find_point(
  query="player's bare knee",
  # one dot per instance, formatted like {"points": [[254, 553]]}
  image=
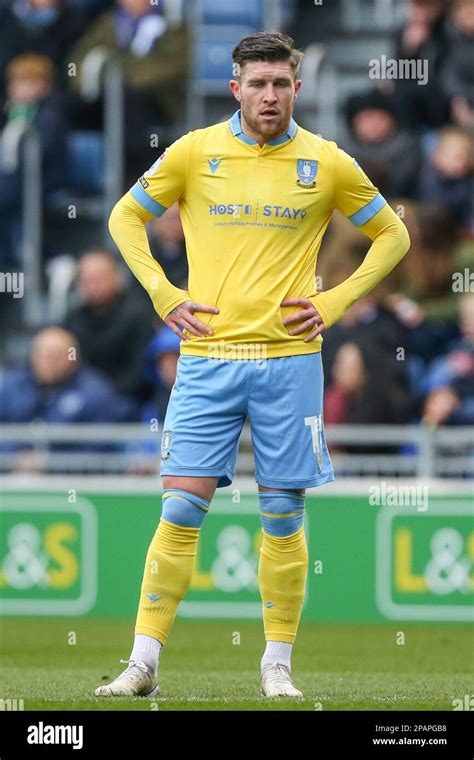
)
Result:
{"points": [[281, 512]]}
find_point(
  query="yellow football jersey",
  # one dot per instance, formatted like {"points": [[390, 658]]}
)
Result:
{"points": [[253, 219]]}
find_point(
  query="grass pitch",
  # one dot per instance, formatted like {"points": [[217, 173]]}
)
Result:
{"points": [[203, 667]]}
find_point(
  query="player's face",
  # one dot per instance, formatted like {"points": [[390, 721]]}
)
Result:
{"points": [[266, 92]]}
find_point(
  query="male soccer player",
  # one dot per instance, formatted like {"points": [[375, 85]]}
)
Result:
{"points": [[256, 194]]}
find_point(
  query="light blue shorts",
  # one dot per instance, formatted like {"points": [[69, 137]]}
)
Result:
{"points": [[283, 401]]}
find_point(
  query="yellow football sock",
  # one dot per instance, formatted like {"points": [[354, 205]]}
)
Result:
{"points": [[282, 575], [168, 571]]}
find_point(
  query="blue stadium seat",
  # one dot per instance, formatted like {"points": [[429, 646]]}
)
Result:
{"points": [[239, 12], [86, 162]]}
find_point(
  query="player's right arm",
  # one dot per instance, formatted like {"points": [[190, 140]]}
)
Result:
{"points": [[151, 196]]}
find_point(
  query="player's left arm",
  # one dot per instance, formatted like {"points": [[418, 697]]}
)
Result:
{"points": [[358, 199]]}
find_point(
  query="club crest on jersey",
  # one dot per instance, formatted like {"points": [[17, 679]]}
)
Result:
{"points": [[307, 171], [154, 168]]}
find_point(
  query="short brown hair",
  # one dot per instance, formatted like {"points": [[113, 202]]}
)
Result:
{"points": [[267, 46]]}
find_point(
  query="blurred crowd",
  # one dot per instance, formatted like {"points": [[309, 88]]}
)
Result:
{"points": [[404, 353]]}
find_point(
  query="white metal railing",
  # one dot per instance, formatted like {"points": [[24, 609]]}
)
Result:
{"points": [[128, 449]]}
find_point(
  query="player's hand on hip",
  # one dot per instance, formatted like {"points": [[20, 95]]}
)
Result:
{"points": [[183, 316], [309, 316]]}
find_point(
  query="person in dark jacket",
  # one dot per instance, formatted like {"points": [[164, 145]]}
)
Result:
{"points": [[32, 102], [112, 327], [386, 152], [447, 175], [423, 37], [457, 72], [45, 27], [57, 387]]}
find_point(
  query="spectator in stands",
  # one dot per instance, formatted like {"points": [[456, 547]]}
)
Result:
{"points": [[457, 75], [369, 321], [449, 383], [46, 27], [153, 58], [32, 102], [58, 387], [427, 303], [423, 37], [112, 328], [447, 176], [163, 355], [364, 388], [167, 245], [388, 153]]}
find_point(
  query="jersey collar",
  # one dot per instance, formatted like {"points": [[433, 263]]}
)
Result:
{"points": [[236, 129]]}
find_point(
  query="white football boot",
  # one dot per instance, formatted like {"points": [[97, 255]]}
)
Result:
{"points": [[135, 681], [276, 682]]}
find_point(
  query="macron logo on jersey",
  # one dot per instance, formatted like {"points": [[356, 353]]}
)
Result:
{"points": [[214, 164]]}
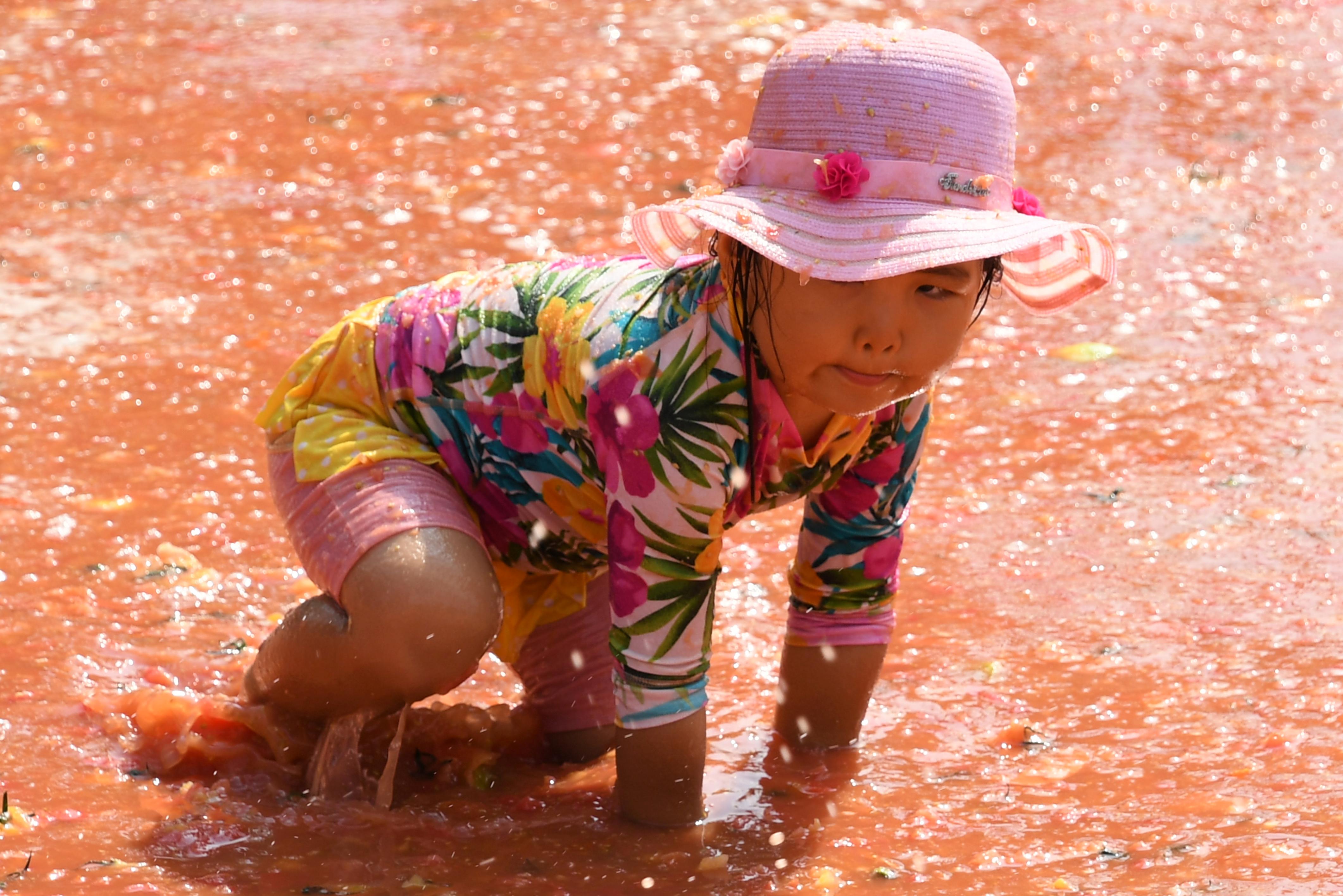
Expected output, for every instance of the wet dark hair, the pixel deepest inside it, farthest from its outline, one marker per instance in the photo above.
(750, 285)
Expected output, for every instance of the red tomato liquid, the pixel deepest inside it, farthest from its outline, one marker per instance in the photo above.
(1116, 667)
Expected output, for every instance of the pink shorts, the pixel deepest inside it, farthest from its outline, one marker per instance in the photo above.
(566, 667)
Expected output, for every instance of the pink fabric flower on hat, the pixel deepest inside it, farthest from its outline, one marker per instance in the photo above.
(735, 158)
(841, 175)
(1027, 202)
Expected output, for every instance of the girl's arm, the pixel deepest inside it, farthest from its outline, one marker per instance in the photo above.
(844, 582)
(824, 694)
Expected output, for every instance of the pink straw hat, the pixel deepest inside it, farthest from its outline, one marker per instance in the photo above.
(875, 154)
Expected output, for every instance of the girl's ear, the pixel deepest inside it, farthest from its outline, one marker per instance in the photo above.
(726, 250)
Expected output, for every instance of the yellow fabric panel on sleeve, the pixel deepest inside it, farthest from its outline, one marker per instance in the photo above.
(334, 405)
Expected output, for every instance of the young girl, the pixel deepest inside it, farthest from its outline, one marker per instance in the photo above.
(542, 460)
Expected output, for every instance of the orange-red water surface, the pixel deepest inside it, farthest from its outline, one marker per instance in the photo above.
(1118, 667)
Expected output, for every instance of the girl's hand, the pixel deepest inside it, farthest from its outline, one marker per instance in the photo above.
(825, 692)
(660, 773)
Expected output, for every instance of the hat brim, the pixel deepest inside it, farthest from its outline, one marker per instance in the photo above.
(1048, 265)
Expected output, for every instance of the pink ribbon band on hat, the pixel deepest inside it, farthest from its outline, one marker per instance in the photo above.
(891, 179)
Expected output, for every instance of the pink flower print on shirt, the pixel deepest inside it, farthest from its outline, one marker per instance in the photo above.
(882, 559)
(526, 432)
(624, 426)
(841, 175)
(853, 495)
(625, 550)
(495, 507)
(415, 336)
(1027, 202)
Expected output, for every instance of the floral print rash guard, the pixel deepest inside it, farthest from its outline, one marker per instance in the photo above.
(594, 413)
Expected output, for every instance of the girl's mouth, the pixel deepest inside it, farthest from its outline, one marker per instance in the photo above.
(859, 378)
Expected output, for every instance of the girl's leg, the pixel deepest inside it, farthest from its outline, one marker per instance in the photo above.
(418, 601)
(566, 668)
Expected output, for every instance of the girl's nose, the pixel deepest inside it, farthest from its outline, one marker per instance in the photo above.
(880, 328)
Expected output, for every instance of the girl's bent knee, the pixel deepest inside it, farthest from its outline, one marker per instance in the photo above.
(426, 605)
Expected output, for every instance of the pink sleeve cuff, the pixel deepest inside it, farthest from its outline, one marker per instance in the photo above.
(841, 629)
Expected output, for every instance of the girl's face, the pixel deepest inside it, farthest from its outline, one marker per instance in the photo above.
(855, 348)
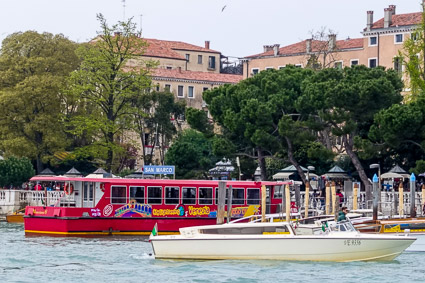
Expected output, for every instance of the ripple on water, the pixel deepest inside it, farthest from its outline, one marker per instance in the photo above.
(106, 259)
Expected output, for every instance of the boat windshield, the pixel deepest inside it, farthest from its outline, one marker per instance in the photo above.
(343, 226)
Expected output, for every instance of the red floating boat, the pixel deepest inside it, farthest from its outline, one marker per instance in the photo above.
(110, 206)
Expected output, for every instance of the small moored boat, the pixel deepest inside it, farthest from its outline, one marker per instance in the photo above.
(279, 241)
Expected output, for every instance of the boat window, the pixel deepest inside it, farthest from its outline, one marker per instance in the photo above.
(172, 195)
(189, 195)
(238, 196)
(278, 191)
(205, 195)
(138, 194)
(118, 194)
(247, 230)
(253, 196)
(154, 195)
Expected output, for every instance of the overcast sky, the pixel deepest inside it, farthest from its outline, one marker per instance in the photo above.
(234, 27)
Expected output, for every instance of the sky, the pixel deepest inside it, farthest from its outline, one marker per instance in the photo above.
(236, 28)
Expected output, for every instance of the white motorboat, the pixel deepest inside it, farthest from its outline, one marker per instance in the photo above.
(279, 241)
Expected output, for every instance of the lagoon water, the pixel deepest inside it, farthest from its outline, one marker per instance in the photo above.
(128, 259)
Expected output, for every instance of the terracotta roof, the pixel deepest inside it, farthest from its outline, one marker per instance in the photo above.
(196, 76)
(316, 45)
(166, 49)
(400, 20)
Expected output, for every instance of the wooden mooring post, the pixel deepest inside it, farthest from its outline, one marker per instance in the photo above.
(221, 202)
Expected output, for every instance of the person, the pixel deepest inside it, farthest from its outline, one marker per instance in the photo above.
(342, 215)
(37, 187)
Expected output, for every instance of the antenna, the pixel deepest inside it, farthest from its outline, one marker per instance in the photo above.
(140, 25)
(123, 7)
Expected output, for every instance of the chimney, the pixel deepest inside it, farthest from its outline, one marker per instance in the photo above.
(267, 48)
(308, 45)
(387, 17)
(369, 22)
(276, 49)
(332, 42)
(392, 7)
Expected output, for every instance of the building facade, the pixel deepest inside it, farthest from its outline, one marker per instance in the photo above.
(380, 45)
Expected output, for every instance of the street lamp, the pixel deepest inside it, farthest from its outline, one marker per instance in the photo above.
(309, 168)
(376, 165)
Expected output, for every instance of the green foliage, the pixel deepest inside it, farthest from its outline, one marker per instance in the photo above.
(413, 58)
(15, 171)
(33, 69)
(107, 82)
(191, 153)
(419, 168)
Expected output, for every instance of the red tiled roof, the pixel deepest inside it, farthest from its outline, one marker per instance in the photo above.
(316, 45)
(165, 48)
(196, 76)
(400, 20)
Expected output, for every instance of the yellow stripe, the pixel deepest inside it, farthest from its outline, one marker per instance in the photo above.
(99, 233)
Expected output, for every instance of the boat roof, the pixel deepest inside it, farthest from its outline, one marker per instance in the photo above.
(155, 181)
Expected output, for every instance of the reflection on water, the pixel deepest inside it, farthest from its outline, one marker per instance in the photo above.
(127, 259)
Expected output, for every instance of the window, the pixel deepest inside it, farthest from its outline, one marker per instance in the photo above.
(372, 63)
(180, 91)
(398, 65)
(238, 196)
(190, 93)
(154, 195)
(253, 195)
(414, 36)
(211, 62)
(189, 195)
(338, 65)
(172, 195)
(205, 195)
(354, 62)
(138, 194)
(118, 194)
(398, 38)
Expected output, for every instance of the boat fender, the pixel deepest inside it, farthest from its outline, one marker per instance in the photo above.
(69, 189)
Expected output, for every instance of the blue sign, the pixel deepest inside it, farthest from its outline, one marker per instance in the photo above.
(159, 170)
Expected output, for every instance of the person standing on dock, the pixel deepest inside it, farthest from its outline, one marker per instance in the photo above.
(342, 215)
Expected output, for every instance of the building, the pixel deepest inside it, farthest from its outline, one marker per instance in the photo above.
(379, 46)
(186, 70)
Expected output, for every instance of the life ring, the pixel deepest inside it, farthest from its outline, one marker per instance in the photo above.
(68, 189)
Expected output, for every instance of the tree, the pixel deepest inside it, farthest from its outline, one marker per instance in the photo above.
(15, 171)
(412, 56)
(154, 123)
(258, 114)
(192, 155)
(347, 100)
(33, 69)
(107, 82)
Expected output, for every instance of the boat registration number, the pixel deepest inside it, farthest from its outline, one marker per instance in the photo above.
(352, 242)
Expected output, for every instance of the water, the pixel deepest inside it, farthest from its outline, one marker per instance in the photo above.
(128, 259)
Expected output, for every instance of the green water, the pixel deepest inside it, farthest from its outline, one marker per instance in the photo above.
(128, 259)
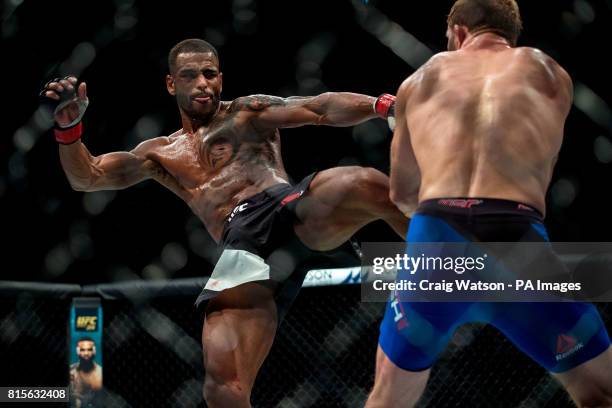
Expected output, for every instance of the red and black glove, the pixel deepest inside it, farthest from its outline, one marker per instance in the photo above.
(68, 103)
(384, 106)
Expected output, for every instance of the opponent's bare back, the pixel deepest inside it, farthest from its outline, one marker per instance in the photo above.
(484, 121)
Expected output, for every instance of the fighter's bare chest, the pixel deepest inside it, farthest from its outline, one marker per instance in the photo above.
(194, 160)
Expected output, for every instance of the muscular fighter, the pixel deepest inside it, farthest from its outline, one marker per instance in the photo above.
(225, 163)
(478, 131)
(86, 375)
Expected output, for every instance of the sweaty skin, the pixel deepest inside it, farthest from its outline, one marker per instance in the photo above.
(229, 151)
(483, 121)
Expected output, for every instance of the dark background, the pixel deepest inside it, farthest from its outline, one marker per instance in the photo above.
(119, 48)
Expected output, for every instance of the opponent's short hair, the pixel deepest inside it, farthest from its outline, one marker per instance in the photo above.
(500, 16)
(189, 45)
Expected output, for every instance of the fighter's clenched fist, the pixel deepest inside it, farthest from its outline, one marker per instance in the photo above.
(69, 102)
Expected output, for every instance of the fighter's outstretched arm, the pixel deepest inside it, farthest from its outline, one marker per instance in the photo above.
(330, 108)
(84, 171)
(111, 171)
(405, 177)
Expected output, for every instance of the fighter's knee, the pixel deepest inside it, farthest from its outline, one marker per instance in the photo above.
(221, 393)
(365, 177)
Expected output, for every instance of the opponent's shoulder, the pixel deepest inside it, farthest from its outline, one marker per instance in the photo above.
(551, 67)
- - - - -
| Problem description |
Starting with the line that contains "opponent's shoulder, the", write out each line through the end of the listing, exactly as it appears, and include nothing else.

| Written answer |
Expected output, for every instance of the opponent's shoulder, the pixel deepest inside it, farthest from its outline, one marker per instance in the photo above.
(551, 67)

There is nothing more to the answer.